**Task directions:** Extract each line of the records that contains the string "outlines" and copy it in full.

[Labeled contour entries]
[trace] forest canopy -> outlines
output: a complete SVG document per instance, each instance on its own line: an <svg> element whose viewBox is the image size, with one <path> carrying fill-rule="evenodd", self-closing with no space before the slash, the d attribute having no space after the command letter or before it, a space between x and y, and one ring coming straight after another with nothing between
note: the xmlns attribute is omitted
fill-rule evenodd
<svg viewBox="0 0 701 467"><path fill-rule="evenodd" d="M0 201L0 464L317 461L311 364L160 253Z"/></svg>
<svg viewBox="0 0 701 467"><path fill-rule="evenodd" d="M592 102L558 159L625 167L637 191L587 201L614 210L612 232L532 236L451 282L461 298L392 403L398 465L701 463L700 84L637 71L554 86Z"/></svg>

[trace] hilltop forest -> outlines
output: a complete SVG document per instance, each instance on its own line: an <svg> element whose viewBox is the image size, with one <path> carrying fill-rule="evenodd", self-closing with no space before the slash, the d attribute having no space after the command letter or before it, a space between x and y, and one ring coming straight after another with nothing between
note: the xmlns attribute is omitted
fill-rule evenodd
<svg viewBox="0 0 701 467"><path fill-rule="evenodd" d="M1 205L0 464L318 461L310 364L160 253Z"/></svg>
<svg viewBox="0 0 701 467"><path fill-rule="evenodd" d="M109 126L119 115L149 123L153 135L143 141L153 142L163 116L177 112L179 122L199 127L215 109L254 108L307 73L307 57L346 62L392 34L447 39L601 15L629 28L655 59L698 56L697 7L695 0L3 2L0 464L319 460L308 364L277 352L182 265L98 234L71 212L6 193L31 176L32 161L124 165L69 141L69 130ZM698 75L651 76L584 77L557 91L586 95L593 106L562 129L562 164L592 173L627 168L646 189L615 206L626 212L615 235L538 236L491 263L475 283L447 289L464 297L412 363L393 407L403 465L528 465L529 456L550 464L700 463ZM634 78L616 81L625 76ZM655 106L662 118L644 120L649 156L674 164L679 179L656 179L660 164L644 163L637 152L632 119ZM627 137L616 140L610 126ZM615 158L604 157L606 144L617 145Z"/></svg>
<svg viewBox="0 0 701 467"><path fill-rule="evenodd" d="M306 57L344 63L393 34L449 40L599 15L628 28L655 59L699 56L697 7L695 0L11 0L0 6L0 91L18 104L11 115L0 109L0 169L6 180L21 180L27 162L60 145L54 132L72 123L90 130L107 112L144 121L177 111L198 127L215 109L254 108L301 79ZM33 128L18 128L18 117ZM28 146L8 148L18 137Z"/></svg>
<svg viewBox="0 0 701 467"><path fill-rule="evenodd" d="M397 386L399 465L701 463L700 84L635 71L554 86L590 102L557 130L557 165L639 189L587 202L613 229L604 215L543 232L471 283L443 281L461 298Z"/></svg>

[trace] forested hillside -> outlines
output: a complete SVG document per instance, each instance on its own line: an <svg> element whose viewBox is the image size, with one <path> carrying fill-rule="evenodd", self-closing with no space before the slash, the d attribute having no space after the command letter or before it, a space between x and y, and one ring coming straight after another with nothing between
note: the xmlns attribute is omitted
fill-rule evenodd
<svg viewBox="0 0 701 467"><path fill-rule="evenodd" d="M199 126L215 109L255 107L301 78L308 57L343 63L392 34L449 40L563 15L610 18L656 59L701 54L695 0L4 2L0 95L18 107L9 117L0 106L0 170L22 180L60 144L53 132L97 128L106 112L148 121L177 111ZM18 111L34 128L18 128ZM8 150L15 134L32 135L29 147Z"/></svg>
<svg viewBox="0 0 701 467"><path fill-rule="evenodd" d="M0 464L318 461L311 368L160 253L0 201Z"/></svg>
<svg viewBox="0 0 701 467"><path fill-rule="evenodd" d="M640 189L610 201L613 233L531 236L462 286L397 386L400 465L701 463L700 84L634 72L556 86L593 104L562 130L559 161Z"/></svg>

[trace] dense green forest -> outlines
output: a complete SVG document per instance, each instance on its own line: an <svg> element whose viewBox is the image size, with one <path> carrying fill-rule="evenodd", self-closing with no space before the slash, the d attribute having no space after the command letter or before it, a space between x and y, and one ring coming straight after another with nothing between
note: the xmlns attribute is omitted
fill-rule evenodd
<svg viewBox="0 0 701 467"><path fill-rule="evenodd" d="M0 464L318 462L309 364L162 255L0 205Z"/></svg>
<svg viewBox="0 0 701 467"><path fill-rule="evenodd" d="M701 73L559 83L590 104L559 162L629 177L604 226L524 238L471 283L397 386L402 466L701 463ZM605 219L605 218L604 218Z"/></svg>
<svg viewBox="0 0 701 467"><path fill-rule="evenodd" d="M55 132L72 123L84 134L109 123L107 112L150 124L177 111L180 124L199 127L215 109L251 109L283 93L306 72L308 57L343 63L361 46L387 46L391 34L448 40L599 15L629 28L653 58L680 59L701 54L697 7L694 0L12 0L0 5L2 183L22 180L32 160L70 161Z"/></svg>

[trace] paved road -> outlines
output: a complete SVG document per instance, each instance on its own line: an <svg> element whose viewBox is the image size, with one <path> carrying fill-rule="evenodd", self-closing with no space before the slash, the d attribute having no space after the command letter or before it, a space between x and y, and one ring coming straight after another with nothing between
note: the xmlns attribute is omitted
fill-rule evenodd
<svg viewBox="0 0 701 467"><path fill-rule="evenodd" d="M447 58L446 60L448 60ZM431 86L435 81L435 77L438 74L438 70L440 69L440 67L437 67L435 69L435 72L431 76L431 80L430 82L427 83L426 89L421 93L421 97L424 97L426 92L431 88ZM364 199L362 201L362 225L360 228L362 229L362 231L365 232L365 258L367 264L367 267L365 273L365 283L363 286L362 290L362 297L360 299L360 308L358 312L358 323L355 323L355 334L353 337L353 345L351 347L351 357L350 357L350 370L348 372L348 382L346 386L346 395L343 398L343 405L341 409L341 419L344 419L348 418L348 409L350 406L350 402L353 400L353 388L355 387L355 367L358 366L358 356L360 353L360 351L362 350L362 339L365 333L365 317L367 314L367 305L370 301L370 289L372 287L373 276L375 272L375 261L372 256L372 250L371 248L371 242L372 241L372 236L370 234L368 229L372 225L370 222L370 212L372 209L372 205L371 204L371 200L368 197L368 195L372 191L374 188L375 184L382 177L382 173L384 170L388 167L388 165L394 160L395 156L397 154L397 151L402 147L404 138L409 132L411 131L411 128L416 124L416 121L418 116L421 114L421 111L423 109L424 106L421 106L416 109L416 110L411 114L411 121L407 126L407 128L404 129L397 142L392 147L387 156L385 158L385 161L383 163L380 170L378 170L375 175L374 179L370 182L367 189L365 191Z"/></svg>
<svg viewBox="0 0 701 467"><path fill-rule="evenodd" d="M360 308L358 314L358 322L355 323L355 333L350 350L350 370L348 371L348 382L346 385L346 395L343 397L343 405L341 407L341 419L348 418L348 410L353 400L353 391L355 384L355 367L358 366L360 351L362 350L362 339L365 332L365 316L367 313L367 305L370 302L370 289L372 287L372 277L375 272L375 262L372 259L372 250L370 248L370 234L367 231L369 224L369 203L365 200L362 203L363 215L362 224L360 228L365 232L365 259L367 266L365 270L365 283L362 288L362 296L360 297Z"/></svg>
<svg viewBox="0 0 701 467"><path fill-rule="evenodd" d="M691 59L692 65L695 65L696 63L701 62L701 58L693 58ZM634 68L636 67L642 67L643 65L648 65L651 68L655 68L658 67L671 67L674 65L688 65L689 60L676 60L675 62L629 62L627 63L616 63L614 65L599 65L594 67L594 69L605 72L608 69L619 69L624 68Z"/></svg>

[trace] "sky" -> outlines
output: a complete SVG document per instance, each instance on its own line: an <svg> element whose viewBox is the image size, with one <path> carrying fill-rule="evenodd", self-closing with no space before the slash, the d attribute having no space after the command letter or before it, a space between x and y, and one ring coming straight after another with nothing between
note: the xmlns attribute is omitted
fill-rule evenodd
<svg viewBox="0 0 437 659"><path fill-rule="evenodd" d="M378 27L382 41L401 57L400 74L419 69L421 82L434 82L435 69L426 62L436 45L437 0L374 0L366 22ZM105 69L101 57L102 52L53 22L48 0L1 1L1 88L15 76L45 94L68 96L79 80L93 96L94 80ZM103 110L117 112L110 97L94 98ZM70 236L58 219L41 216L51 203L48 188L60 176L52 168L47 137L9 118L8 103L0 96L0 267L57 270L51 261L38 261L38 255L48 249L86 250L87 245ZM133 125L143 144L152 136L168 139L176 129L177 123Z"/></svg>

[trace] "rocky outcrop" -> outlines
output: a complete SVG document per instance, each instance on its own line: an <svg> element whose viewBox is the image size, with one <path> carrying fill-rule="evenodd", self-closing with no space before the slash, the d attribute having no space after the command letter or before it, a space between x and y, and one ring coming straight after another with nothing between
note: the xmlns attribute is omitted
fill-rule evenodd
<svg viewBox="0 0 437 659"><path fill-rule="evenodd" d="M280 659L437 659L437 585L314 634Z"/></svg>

**Exercise output:**
[trace] forest canopy -> outlines
[trace] hilltop forest -> outlines
[trace] forested hillside -> outlines
[trace] dense green forest -> outlines
[trace] paved road -> outlines
[trace] "sky" -> outlines
[trace] "rocky outcrop" -> outlines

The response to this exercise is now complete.